- SUPPLIED PASSAGE -

++++

Essays about game development, thinking and books

LLM agents are still unfit for real-world tasks en ru

AI agents show their work to a programmer (c) ChatGPT & Hieronymus Bosch.

AI agents show their work to a programmer (c) ChatGPT & Hieronymus Bosch.

This week, I tested LLMs on real tasks from my day-to-day programming. Again.

First task — converting configs of authentication proxies. I manually wrote configs for Apache APISIX and wanted ChatGPT to quickly produce configs with exactly the same logic for Pomerium and OAuth2-Proxy.

In my view, this task is as perfect for automation as it can be, it's hard to imagine a better fit:

  • Conceptually simple — nothing to invent; all the necessary logic is fully specified.
  • Lots of monotonous work with information — hard for a human, easy for a machine: you have to read through a lot of (not complex, but complicated) information to write the new configs correctly.
  • Essentially, a translation from one technical language to another.

The result — a failure — the final configs in both cases managed to be, simultaneously:

  • Non-functional (the proxies wouldn't start at all).
  • Full of deprecated or incorrect directives.
  • Misaligned with the logic described in the original configs.

Second task — prepare a frontend app template for Vue 3: create an app, install Tailwind CSS, add one specific library — Dockview — build a couple of test components. This time I used Copilot Agents. I just wanted to save time, plus this is a lowest-priority project I dream of doing in a vibe-coding style, when it becomes possible :-)

Result — another failure — the packages were installed, but I wouldn't call them properly configured; the required GUI simply didn't render. Copilot did, however, produce a pretty README with a screenshot of an empty page and, amusingly, tried to convince me that although the screenshot is blank, everything actually works — the correct screenshots just got lost somewhere in the tmp directories.

Both are straight-up routine tasks — work for a patient mid-level dev, maybe even for a junior — you don't need to be a genius to get them done.

By the way, a study just came out showing that LLM agents are basically ineffective — they manage to complete about 2.5% of real-world economic tasks.

I have a hypothesis about where all this vibe-coding hype comes from:

  • The people building LLMs are researchers — they have little production experience.
  • The people building LLM benchmarks are researchers, too.
  • For researchers, a programmer's job is to hack a cool in-memory sort algorithm or a clever tree traversal logic to save two CPU cycles per hour.
  • As a result, LLMs are tuned in the wrong directions and optimized for the wrong metrics.
  • Then it all passes through our beloved industry leaders startup folks, who partly don't realize automation existed before AI (so they credit new tools for old wins) and partly just lie openly (because the money must flow).

All this creates such a polluted information space that the actual state of affairs becomes indistinguishable.

And this isn't the first time in recent decades: blockchain was drowning in hype the same way; the world didn't turn upside down, but we did get "one more useful technology". Before blockchain, there were smaller hype waves like NoSQL, nanotubes (I even saw a site offering to ship them by the truckload!), and even Ajax (a.k.a. Web 2.0) went through that phase.

++++

- GIVEN INFORMATION -
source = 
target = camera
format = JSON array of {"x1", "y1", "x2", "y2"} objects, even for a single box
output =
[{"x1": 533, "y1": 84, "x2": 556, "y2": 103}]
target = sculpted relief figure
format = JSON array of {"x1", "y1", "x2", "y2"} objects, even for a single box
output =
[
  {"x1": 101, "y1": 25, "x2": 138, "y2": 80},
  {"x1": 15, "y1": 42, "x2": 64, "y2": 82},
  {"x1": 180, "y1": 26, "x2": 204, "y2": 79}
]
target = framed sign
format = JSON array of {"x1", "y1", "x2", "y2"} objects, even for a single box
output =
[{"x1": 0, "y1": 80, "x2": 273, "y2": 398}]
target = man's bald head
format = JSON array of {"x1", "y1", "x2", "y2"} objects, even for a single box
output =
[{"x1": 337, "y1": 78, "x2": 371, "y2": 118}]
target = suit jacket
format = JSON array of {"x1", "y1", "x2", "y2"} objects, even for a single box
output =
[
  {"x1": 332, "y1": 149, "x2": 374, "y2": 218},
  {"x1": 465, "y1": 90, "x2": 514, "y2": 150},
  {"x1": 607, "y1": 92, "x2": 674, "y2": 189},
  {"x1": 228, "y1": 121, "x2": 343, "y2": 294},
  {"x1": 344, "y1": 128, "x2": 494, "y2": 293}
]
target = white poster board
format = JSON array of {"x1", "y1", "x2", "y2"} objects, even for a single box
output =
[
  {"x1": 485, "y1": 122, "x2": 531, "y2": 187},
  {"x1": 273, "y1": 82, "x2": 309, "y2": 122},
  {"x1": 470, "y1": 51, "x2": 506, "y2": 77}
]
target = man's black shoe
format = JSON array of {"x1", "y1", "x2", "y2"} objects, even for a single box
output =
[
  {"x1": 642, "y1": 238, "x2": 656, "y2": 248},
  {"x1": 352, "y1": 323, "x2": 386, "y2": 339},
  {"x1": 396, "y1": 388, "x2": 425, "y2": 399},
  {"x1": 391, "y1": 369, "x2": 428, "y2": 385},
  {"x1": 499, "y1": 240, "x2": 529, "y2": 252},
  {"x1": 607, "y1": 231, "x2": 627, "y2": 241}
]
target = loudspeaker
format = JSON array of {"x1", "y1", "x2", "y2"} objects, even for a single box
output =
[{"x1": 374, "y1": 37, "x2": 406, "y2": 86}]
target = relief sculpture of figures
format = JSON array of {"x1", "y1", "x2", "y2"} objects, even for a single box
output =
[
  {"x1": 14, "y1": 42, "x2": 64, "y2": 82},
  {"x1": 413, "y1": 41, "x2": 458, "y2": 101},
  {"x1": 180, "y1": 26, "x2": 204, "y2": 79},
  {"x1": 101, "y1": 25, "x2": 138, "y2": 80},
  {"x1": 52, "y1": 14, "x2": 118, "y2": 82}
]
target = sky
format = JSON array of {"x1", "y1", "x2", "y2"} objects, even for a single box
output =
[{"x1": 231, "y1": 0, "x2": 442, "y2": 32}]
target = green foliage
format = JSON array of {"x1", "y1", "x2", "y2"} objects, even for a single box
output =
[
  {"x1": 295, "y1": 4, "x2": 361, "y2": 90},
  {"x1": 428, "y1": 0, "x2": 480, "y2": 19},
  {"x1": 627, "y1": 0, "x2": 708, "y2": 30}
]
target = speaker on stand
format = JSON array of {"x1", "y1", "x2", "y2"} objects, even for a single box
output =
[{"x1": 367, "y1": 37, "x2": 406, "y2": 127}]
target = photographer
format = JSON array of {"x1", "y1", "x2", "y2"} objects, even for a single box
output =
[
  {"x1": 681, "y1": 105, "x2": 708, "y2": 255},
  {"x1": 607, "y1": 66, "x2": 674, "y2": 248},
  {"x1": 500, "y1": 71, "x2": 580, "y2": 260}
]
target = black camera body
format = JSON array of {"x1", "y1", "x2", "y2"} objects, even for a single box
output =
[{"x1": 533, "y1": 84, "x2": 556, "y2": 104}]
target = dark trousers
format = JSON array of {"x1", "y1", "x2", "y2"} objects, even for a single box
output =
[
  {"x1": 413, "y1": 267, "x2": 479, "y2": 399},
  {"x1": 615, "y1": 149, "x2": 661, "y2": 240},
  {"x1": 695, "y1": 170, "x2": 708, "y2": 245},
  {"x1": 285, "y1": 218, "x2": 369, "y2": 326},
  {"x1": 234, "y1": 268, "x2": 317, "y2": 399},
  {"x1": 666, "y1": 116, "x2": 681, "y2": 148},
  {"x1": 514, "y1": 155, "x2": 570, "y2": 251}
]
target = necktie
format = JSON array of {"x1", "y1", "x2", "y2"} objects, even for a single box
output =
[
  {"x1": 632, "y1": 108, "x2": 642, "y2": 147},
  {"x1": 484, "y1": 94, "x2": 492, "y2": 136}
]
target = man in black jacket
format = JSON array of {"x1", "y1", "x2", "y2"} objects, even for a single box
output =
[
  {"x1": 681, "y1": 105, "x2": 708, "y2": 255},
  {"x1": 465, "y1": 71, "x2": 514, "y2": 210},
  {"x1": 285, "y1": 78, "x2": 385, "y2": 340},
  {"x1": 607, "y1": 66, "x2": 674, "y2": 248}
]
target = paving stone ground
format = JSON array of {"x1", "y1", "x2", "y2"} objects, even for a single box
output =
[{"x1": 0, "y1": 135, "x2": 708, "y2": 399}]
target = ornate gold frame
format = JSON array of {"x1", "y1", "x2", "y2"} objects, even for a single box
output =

++++

- ACTIVITY 1 -
Print the part of the essay on LLM agents starting at "Result — another" and ending at "get them done.".
- ACTIVITY 2 -
Summarize the essay on LLM agents in two sentences.

- WRITTEN ANSWER 1 -
Result — another failure — the packages were installed, but I wouldn't call them properly configured; the required GUI simply didn't render. Copilot did, however, produce a pretty README with a screenshot of an empty page and, amusingly, tried to convince me that although the screenshot is blank, everything actually works — the correct screenshots just got lost somewhere in the tmp directories.

Both are straight-up routine tasks — work for a patient mid-level dev, maybe even for a junior — you don't need to be a genius to get them done.

- WRITTEN ANSWER 2 -
The author tested LLM tools on two routine programming tasks, converting authentication proxy configs with ChatGPT and setting up a Vue 3 frontend template with Copilot Agents, and both attempts failed. Citing a study that found LLM agents complete about 2.5% of real-world economic tasks, the author suggests the hype comes from researchers tuning LLMs for the wrong metrics and from industry figures who credit new tools for old wins or lie outright, much like earlier hype around blockchain, NoSQL, nanotubes and Ajax.